→ About this exercise
Using the bonsai care notes below, explain in one to three sentences why azaleas and coleonema should not be pruned at this time of year.

→ Document excerpt

• • •

Some trees will start with their second growing season.

Trees will also start to put down wood in their branches, saving food for the winter months. Keep track of wire on your trees and be careful of wire bite. I’ve started to remove most of the wire from my Acacias, even thick branches seem to stay in their new positions. They were all wired around August.

Several of the older trees will not show any new growth. If the tree appears to be healthy don’t worry about the lack of growth. Trees like elms stop growing early in the year if you don’t prune them regularly.

This is an important time in keeping track of the development of your junipers (apex growth) as well as the pruning and development of your pines. If you follow the pruning methods of Ryan Neil and Peter Tea (i.e. you candle pruned your pine in December/January) then don’t feed them until the needles have hardened off. Feeding them now will only result in long needles and intermodal lengths)

Keep weeds under control as well as pests and diseases that thrive this time of the year. Look out for worms on figs. The worms are small and black and can defoliate a fig in a day.

Now is the time to enjoy your trees, work on deadwood, treat deadwood with lime sulfur, clean pots and display your trees for all visitors and friends.

Because there isn’t so much to be done, it’s a good time to work on your junipers. Spend some time on wiring them and planning their development.

Scratch around on the internet, books and fellow bonsai nuts’ collections and plan new ideas and bonsai for the next season. Go around and look at what you like (forest/cascade/leaning trunk/etc) and set yourself a challenge to create the bonsai that you always wanted. Then do some research on the particular subject (tree/style/method/etc.) and start looking for some stock to fit your design.

Keep to normal feeding programs feeding your trees on a monthly basis.

Do usual maintenance pruning, pinching back new growth and developing the tree.

Some Azaleas will be flowering this time of the year. The flowers will last longer if you don’t spray the flowers with water when watering your trees. Remove azalea flowers as soon as they start to fade.

Don’t prune azaleas and coleonema this time of the year. Trees that’s not flowering jet are in the process of developing the flower buds. Pruning them now will result in no flower.

Your crassula should be flowering. When the crassulla finished flowering it’s a good opportunity to cut it back hard and feed it. Crassulla push a lot of its energy into their flowers and usually look sick and neglected when finished flowering.

Also look out for signs of Thrip and woolly aphids on your Wild Olives. On the first sign of marks on the Olive leafs spray your trees. Look for white fly on the underside of the leafs of Olives. Spray your olives with a preventative spray for root rot. Long term poisons like Coinor only last around 6 months. So if you applied it during August it will not be effectively protecting your trees anymore.

Ants are a sure sign of pests in your bonsai. They will carry aphids into your trees. Spray with a contact spray like Dyant or Rosecare.

Start shopping around for new potential bonsai stock.   Most of the trees in nurseries already stopped developing and are only putting down hard wood, increasing their trunks. Shop around to be first to find the best stock. Also start looking around for good compost and other ingredients for your soil mixtures so that in winter you know where to find the best soil for your trees.

• • •

→ Extracted information
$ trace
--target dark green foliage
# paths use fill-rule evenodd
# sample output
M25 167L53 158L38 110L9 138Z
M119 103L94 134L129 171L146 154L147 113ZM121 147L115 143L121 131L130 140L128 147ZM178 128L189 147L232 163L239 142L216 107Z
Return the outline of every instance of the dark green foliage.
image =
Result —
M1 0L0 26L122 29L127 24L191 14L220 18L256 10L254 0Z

• • •

→ Result
Azaleas and coleonema that are not flowering yet are developing their flower buds. Pruning them now would leave them with no flowers.